▸ PASSAGE:

____

Nieman Foundation at Harvard
HOME
          
LATEST STORY
Two-thirds of news influencers are men — and most have never worked for a news organization
ABOUT                    SUBSCRIBE
April 22, 2015, 10 a.m.
Reporting & Production

Getting beyond “public radio voice”: Finding and decoding identity on the air

Public radio voice or public radio voices? Figuring out how different identities fit together on the airwaves is a challenge for many journalists.

If you listen to public radio, you probably have your own theory about the voice. It’s deep and sonorous. It’s engaged, curious. Some of you might say it’s smart. Or boring. Or whispery. Or white.

The past few months have featured lots of opining about the public radio voice. In January, Chenjerai Kumanyika kicked off a fascinating conversation about the “whiteness” of the voice. Stories on NPR and This American Life have tackled the phenomenon of “vocal fry,” that creaky sound you hear when the voice drops to its lowest register. And listeners have seriously strong feelings about this stuff. They even create elaborate spoofs, like this send-up of the “annoying” podcast voice.

But what about the people who have to talk everyday on the radio or on podcasts? What does it actually take to find your voice as a radio reporter or host? What follows comes from two NPR reporters, Sam Sanders and Tamara Keith.

Sounding like Sam Sanders

First, Sam: As that Twitter conversation about race and the public radio voice was galloping along in January, Sam, age 30, wrote this:

sam-sanders-nprHe was hinting at the difficult balancing act reporters face in developing their on-air voice. It isn’t just a challenge of performance — and it’s not as simple as channeling some “authentic” voice into a microphone. It requires grappling with your identity and your writing process, along with history of your institution.

____

▸ TO BE DONE:
**1.** In the article about the public radio voice, which two NPR reporters describe finding their on-air voice?
**2.** Pick up the article about the public radio voice after its last sentence and keep writing it.
The records have no connection to the article about the public radio voice.

____

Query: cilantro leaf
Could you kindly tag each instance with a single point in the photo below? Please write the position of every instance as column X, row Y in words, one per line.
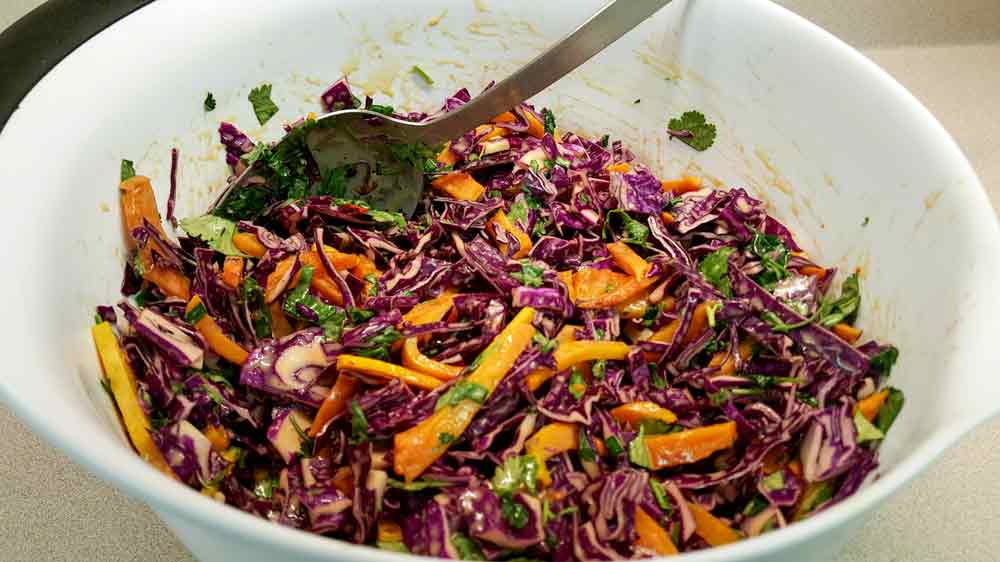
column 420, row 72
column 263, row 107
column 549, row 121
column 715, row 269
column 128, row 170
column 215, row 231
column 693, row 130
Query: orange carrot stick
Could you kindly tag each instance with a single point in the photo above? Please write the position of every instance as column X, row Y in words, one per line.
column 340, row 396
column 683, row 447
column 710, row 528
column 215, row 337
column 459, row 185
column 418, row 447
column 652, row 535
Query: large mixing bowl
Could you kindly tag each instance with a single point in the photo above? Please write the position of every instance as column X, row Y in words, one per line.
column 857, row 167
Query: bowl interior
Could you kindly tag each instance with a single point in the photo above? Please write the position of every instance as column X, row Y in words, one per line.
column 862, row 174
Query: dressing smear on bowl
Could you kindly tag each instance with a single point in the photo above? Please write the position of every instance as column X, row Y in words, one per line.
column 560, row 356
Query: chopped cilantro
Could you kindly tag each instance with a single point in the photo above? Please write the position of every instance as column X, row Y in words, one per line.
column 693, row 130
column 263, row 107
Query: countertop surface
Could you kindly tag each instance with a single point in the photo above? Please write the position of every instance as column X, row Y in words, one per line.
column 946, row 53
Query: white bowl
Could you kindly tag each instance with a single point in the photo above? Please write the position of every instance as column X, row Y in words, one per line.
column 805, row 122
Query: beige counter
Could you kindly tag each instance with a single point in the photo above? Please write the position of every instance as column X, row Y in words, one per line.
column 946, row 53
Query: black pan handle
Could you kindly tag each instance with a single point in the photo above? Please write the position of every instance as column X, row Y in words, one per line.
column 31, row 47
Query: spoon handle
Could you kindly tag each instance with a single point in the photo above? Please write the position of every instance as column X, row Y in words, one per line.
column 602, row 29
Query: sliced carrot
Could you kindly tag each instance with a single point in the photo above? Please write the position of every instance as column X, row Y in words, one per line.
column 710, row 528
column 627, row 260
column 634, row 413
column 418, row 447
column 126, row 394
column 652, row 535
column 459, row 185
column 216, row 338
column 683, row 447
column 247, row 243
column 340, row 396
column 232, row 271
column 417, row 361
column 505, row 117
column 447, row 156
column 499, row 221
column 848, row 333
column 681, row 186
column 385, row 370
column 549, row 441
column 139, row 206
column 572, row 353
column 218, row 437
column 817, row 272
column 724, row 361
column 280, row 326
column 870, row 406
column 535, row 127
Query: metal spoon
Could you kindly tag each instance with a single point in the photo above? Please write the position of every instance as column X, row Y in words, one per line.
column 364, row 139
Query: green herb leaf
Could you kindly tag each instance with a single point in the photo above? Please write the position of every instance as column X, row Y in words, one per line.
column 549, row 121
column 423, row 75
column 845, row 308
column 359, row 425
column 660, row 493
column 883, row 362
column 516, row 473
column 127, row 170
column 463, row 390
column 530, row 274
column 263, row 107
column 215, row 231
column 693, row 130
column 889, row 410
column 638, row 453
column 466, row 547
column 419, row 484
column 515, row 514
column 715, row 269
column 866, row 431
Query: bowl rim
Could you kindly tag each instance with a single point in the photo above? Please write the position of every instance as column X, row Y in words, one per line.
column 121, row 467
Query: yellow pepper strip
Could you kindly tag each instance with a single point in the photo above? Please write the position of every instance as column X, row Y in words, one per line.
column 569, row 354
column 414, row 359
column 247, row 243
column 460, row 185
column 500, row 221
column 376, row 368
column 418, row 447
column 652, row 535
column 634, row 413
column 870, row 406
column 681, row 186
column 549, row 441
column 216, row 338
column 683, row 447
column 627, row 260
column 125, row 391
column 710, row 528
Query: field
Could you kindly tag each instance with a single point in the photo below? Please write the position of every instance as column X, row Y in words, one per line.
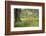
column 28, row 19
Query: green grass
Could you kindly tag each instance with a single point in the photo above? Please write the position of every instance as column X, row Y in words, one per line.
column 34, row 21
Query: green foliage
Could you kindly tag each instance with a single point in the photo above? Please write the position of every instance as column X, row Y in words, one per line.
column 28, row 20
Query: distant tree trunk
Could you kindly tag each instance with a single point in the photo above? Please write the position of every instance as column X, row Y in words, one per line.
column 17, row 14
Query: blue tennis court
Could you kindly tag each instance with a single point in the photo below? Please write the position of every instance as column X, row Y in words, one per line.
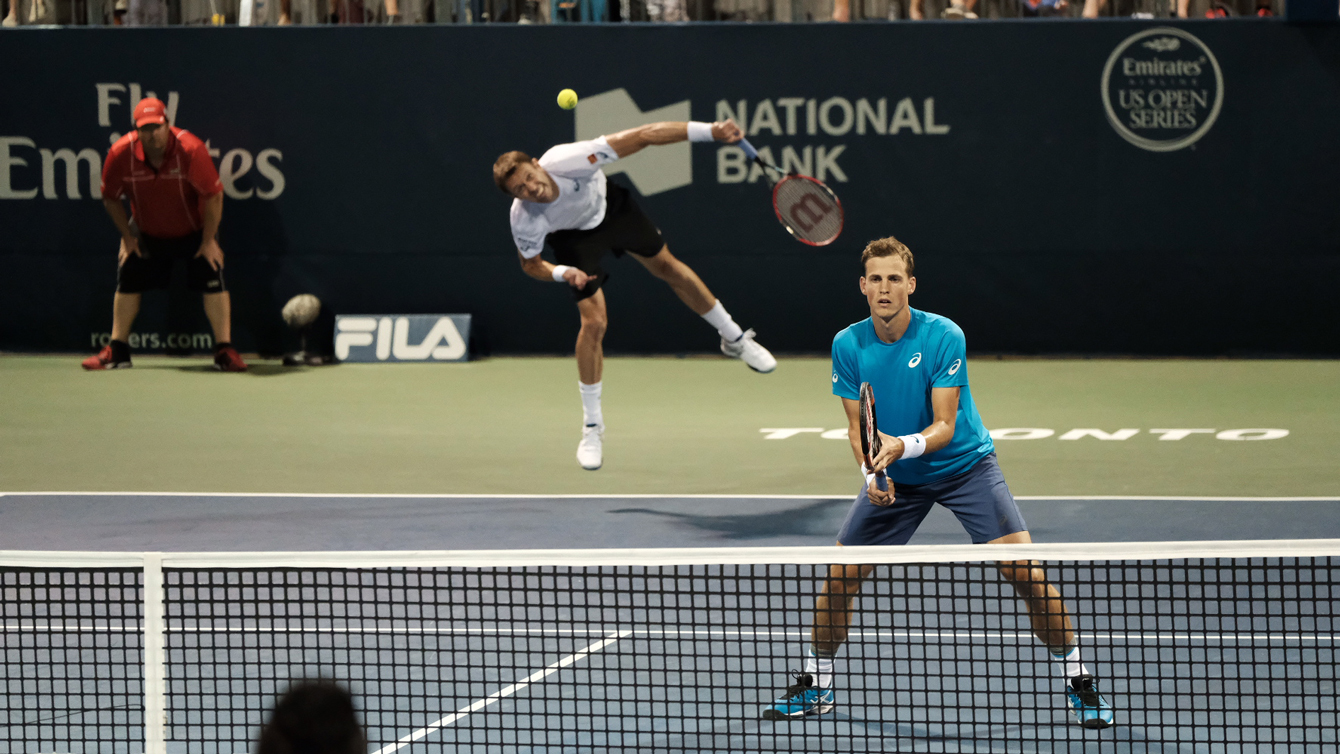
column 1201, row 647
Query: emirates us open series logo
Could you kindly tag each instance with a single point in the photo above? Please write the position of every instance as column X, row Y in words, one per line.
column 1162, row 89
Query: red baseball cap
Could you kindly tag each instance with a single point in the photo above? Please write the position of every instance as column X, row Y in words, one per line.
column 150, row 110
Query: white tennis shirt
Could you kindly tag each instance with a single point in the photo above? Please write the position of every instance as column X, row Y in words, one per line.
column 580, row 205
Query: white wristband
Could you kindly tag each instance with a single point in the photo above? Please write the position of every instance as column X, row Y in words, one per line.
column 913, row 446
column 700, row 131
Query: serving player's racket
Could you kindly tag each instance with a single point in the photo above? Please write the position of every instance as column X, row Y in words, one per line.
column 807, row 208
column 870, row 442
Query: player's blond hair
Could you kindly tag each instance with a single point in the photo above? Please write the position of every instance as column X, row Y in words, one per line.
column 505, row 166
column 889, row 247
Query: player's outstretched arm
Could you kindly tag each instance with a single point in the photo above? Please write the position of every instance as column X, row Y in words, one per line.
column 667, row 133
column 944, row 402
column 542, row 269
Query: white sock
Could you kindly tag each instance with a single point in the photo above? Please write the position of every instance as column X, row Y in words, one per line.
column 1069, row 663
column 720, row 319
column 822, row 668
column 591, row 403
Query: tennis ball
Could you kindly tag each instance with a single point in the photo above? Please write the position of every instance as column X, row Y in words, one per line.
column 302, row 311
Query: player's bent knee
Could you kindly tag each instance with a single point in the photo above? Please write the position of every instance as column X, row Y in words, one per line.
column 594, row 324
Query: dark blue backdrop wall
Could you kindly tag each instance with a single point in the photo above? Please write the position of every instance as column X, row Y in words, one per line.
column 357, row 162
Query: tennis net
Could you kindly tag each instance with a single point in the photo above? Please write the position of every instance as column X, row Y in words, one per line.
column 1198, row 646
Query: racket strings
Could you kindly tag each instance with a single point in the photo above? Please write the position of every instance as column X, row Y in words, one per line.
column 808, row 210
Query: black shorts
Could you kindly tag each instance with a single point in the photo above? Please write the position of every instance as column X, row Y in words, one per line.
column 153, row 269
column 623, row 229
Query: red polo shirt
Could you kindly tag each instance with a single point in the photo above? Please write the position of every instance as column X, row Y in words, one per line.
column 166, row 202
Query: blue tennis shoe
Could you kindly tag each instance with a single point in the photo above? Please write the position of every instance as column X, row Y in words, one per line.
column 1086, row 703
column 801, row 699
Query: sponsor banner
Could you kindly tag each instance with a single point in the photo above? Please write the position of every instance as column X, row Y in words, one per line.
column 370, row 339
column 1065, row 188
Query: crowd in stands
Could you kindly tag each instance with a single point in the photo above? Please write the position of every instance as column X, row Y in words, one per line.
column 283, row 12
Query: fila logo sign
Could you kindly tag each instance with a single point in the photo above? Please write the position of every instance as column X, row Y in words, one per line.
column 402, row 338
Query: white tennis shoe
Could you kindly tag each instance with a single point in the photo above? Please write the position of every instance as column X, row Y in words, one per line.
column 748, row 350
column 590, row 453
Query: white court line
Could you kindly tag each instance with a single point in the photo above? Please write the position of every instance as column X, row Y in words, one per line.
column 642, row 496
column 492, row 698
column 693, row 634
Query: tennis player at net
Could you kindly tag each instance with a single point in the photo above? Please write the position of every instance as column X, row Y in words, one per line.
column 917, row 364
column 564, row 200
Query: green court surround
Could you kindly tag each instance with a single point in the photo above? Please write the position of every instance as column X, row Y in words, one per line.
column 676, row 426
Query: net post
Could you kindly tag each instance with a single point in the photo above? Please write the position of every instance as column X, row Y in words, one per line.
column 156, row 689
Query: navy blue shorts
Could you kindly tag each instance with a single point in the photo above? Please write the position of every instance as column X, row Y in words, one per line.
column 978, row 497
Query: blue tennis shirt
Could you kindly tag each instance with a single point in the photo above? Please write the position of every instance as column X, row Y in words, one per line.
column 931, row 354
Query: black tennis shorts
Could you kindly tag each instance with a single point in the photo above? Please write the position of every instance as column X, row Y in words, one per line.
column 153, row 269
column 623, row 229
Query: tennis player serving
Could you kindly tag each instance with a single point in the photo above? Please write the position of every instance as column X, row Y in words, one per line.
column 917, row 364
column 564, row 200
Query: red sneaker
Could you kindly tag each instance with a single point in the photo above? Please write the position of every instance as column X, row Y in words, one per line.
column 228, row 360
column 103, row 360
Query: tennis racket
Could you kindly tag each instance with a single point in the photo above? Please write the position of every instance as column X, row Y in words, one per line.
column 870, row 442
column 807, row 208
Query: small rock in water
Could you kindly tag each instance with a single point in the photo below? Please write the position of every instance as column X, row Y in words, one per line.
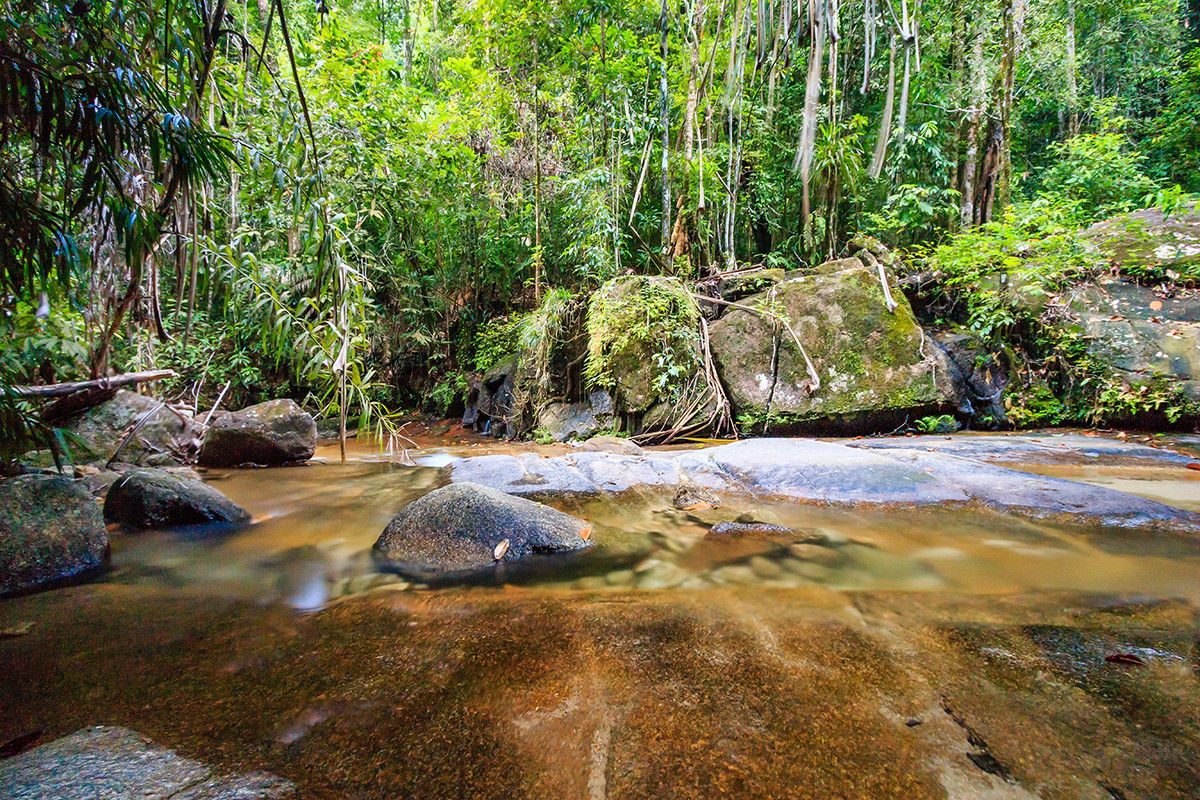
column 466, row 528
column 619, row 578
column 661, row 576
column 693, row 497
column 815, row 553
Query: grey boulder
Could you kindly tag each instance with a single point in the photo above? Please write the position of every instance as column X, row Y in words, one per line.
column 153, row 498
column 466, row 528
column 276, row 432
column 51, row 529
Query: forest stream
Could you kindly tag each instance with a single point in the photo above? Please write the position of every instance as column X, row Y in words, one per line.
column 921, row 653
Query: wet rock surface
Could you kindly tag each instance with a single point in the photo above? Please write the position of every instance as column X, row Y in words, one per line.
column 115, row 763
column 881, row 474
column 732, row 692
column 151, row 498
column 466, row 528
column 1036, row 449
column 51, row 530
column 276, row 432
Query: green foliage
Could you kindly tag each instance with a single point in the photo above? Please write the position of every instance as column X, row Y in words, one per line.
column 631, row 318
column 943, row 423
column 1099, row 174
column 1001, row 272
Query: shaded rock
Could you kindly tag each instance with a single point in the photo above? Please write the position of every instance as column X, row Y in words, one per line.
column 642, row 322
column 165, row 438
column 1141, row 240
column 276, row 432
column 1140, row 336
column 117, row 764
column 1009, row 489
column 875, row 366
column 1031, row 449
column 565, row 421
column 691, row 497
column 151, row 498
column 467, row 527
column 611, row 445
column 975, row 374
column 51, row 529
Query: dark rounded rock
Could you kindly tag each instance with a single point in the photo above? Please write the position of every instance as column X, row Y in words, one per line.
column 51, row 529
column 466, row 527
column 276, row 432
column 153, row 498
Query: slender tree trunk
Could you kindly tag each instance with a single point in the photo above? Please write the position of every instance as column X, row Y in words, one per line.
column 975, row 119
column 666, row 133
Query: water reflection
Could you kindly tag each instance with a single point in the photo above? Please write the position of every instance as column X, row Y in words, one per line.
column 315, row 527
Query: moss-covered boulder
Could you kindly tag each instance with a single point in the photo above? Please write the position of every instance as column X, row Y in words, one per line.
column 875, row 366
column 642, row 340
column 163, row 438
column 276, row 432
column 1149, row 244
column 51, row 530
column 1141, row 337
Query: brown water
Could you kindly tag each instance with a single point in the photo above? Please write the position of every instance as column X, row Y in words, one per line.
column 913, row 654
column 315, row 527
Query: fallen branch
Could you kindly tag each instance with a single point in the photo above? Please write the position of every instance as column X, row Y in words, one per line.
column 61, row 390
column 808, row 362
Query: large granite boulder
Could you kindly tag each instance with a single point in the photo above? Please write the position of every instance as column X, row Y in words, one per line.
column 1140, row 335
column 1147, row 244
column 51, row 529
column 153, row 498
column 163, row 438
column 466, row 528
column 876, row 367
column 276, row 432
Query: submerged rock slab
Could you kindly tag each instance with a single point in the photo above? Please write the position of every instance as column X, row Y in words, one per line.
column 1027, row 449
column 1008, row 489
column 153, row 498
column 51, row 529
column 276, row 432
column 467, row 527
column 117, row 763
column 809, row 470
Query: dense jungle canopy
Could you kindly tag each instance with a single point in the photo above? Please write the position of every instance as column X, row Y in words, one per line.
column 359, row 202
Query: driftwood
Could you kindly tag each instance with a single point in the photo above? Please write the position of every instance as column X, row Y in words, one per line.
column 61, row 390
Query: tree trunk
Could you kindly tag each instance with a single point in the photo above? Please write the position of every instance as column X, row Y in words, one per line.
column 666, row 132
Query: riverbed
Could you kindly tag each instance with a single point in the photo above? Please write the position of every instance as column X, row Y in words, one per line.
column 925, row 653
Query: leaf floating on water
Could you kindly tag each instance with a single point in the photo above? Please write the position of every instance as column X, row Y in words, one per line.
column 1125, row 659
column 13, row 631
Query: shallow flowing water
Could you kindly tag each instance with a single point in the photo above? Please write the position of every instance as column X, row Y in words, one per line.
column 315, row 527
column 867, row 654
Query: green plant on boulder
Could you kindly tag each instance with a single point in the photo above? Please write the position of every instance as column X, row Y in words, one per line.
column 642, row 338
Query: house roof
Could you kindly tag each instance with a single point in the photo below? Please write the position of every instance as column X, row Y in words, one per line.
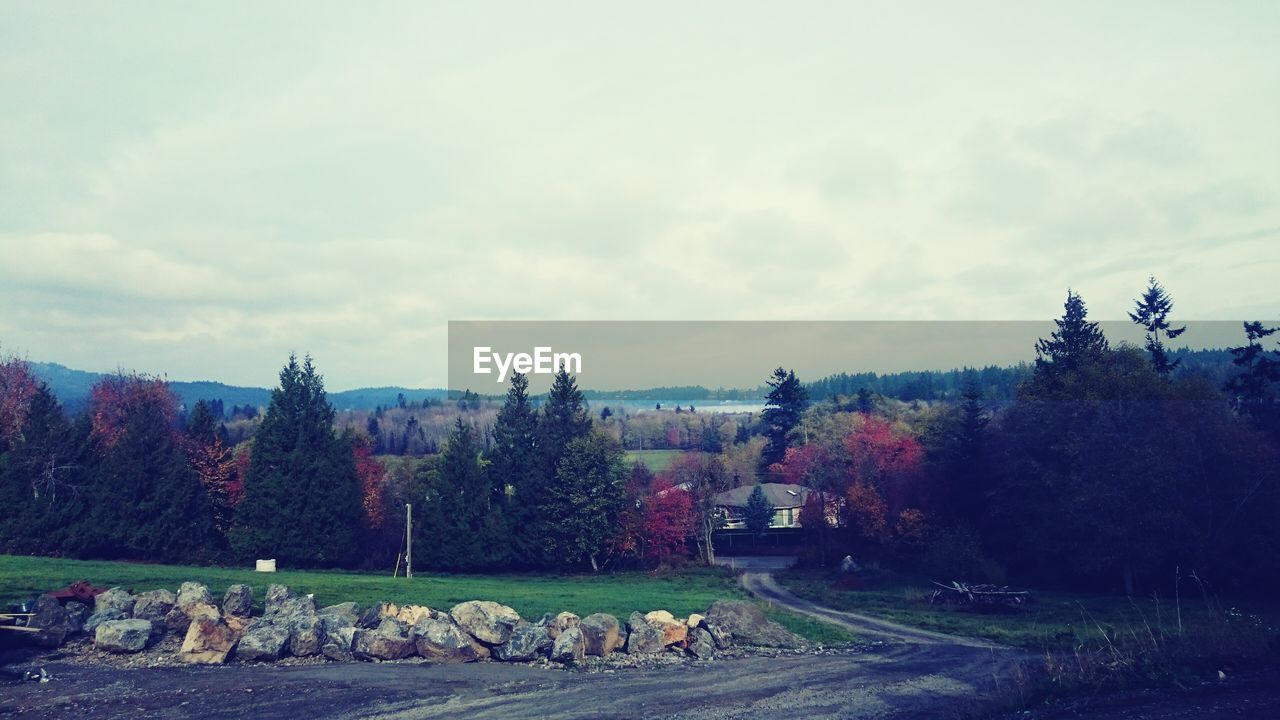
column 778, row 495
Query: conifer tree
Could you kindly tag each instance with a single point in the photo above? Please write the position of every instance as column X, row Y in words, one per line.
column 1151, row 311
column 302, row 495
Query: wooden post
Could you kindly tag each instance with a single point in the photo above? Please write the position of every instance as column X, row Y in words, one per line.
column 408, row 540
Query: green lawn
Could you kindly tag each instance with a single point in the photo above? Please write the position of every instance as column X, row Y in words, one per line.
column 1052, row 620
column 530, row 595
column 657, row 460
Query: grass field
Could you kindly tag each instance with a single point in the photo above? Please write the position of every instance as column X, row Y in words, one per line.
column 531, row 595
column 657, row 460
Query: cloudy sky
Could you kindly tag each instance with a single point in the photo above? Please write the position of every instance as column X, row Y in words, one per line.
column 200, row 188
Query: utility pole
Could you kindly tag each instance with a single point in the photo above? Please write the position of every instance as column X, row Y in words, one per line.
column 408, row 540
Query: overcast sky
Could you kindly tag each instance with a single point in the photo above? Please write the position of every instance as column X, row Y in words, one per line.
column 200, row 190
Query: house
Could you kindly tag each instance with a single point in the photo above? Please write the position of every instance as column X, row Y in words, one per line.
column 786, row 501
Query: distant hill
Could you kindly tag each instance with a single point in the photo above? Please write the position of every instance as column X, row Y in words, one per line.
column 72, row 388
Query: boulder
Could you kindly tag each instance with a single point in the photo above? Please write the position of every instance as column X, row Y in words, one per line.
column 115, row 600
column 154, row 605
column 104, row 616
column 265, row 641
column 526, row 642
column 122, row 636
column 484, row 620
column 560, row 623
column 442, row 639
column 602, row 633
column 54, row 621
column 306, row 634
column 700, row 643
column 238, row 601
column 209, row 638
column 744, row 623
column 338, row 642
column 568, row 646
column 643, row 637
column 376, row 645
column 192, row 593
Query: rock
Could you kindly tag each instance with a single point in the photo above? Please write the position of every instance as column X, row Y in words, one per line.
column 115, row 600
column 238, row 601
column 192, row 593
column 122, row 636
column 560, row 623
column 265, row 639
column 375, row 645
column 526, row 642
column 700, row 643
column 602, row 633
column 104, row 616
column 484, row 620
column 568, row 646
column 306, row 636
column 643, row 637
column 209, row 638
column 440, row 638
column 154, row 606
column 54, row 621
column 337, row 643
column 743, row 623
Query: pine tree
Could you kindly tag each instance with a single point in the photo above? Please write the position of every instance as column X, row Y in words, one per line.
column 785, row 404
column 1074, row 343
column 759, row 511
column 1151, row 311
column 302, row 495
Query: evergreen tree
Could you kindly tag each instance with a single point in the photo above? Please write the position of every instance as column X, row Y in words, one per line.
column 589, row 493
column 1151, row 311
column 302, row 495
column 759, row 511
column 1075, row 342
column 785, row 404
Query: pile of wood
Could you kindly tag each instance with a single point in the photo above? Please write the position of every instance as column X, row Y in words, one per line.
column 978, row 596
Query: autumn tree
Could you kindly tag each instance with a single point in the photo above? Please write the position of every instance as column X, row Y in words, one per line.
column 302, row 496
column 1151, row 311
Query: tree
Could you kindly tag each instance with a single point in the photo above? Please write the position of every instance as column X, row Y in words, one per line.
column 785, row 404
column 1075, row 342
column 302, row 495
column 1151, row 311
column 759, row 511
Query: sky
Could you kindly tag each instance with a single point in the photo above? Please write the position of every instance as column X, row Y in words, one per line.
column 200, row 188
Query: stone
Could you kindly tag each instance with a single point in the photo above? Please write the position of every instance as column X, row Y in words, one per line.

____

▸ EXPECTED OUTPUTS:
**1.** Sam Sanders and Tamara Keith.

**2.**
How do you find the happy spot where those things meet? “I think the goal is for all of us doing radio to make it sound effortless,” Sam wrote in an email. “To keep our essence in our reads and make the listener think we’re ‘just talking,’ while knowing that the journey to that ‘just talking’ place takes a lot. A lot of thought. A lot of practice. And a lot of time.”

When you send your voice out into the ether, you can’t control who hears it or how they interpret it. How they interpret you:

Should I make an effort to sound black on the radio, whatever that means? To prove that I have a unique perspective and yadda yadda yadda? Should I purposefully sound Texan? Or like someone who was raised Pentecostal? I could go on.

I’ve had to let that go. Some of my friends think I always sound “black” on the radio. Other colleagues say they never would have known. Sometimes my Texas comes out. Sometimes I actually sound like a Californian. But what is most rewarding for me now is that people know it’s Sam Sanders when they hear me on the air.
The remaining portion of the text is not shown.